• _Provided passage_
--------------------------------
# 3. Text classification¶

We will start our journey with a simple NLP problem, text classification. You might have already gone through the core techniques if you have taken an ML course, however, we hope to provide some new insights from the NLP perspective.

Let’s consider the binary sentiment classification task. Our input is a document (e.g. a review), and we want to predict whether it is positive or negative.

We will use the IMDB movie review dataset as our running example.

from d2l import mxnet as d2l
from mxnet import gluon, np, npx
import gluonnlp as nlp
npx.set_np()
train_dataset = nlp.data.IMDB(root='data/imdb', segment='train')


## 3.1. An intuitive approach¶

Let’s pretend for a second that we don’t know anything about ML or NLP. How should we approach this problem? Let’s take a look at the data to have a better sense of the problem.

print('# training examples:', len(train_dataset))
print(train_dataset[0])
print('labels:', set([d[1] for d in train_dataset]))
--------------------------------
• _Complete the following_
1 – From the text classification tutorial, quote the portion between "We will use" and "of the problem.", inclusive.
2 – Which dataset does the text classification tutorial use as its running example?
3 – In section 3.1 of the text classification tutorial, what reason is given for looking at the data first?
The lines after the text classification tutorial are separate material.

• _Dataset rows_
--------------------------------
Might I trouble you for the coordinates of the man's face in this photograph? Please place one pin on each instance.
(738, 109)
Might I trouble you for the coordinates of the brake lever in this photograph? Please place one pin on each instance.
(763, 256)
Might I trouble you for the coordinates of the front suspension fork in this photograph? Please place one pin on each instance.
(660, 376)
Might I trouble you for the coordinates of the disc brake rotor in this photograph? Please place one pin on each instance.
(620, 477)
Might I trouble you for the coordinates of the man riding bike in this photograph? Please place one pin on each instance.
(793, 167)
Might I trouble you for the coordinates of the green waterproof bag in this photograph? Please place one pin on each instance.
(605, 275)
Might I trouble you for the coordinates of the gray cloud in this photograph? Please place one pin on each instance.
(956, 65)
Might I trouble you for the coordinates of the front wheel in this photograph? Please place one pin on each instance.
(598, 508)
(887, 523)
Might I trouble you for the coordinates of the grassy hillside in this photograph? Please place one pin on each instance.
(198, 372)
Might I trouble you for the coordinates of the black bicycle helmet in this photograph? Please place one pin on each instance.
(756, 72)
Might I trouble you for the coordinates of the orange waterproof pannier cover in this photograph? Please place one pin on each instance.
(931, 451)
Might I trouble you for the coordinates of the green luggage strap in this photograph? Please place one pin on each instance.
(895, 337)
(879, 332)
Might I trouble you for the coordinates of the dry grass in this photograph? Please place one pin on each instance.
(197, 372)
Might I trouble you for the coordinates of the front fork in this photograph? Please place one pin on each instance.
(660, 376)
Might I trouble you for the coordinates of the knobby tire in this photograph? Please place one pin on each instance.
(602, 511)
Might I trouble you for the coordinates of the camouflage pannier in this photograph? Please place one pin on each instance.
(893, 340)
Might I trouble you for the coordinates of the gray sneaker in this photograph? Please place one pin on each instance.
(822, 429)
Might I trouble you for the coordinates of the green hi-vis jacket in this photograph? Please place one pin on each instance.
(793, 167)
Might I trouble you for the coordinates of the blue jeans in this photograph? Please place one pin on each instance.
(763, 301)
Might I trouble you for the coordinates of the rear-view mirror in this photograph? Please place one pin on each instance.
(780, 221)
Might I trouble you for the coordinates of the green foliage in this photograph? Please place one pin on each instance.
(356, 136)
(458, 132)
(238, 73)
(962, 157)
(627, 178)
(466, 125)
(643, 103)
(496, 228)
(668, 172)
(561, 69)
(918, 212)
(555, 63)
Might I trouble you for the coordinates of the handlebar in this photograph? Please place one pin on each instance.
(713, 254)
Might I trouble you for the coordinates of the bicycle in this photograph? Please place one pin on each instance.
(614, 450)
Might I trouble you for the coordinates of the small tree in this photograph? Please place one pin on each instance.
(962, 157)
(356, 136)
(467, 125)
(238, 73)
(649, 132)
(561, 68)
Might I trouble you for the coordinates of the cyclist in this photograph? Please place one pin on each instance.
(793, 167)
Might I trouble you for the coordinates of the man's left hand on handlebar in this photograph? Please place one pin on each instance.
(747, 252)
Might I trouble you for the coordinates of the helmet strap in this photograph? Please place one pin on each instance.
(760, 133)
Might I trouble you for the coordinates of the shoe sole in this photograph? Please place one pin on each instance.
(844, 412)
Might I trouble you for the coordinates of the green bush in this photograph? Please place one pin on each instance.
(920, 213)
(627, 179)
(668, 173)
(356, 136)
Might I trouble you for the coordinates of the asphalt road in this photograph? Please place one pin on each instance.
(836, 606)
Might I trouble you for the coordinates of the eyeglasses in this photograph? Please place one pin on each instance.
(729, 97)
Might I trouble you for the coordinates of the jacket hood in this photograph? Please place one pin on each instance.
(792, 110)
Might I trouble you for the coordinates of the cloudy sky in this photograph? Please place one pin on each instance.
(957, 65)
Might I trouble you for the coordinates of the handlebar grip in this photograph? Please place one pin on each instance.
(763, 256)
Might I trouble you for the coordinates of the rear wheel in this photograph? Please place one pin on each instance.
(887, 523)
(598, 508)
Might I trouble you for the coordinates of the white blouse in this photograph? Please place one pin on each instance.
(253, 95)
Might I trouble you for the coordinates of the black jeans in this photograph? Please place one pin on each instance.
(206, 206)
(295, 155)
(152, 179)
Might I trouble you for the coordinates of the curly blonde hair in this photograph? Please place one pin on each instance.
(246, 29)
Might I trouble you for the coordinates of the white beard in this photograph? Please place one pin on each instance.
--------------------------------
• _In response_
1 –
We will use the IMDB movie review dataset as our running example.

from d2l import mxnet as d2l
from mxnet import gluon, np, npx
import gluonnlp as nlp
npx.set_np()
train_dataset = nlp.data.IMDB(root='data/imdb', segment='train')


## 3.1. An intuitive approach¶

Let’s pretend for a second that we don’t know anything about ML or NLP. How should we approach this problem? Let’s take a look at the data to have a better sense of the problem.

2 – The IMDB movie review dataset.

3 – The tutorial asks how to approach the problem with no knowledge of ML or NLP. It looks at the data to get a better sense of the problem.